▶ **Request**: Format the entries below as a numbered list, omitting any blank lines.
-- start of Input material --
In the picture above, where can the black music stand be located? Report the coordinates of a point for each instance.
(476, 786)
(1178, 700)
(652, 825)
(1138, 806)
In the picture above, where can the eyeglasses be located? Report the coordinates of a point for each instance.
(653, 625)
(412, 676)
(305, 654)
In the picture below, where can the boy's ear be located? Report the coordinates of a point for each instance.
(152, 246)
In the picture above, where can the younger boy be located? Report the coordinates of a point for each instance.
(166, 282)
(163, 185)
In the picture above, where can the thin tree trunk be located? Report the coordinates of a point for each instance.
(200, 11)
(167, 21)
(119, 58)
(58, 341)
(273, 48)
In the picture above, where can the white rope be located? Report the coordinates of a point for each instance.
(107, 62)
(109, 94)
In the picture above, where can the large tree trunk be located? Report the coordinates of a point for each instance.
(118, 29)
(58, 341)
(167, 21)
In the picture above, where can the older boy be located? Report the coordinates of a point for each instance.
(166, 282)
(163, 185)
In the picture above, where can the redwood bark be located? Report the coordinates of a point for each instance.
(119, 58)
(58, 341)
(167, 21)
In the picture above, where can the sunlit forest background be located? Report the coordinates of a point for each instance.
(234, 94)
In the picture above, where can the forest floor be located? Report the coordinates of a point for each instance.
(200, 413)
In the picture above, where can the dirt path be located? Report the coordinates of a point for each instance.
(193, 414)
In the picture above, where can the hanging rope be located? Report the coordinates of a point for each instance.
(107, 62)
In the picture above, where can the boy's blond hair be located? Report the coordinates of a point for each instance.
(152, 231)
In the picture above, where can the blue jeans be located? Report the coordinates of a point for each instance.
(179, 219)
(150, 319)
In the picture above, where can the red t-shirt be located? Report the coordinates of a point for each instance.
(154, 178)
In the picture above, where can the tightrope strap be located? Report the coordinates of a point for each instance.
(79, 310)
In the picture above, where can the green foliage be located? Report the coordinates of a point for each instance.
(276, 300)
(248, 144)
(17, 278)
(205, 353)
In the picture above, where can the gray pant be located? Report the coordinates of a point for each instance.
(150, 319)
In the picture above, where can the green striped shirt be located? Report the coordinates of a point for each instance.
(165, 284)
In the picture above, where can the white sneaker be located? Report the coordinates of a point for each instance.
-- end of Input material --
▶ **Result below**:
1. In the picture above, where can the black music stand be located? Report the coordinates of a point for each instance.
2. (476, 786)
3. (1178, 700)
4. (652, 825)
5. (1138, 806)
6. In the picture above, where can the eyeglasses be located? Report the coordinates of a point for each instance.
7. (653, 625)
8. (412, 676)
9. (305, 654)
10. In the picture below, where can the boy's ear be located? Report the coordinates of a point for each instance.
11. (152, 246)
12. In the picture above, where can the younger boy be located? Report the coordinates of a point for each instance.
13. (166, 282)
14. (163, 185)
15. In the picture above, where can the thin tree trunk be located? Report the coordinates of a point for each instance.
16. (200, 11)
17. (167, 21)
18. (119, 58)
19. (58, 341)
20. (273, 48)
21. In the picture above, where can the white rope be located? Report the coordinates of a point for each instance.
22. (107, 62)
23. (109, 94)
24. In the picture above, where can the large tree trunk be located? Report the coordinates of a point for each instance.
25. (118, 29)
26. (58, 341)
27. (167, 21)
28. In the picture above, where can the older boy be located? Report the coordinates of a point for each instance.
29. (166, 282)
30. (163, 185)
31. In the picture above, where can the redwood bark be located? Report the coordinates of a point for each instance.
32. (119, 58)
33. (58, 341)
34. (167, 21)
35. In the picture above, where can the sunlit forest background be located? Report the coordinates of a point for each instance.
36. (234, 94)
37. In the picture above, where can the forest floor be located? Report the coordinates of a point for each instance.
38. (200, 413)
39. In the picture above, where can the dirt path be located? Report the coordinates of a point for each instance.
40. (193, 414)
41. In the picture above, where can the hanging rope be located? Report the coordinates of a point for each instance.
42. (107, 62)
43. In the picture above, where can the boy's blond hair be located? Report the coordinates of a point for each instance.
44. (152, 231)
45. In the picture above, where can the blue jeans be located? Report the coordinates of a point for each instance.
46. (179, 219)
47. (150, 319)
48. In the picture above, where can the red t-shirt be located? Report the coordinates of a point for each instance.
49. (154, 178)
50. In the picture above, where can the tightrope strap be located? Report the coordinates of a point for each instance.
51. (79, 310)
52. In the picture above, where can the green foliage be located? Report the coordinates of a point for each instance.
53. (276, 300)
54. (248, 144)
55. (17, 278)
56. (205, 353)
57. In the picture above, where can the gray pant be located? Report the coordinates of a point for each instance.
58. (150, 319)
59. In the picture above, where can the green striped shirt be located? Report the coordinates of a point for each instance.
60. (165, 284)
61. In the picture above, where can the white sneaker be located? Report the coordinates of a point for each instance.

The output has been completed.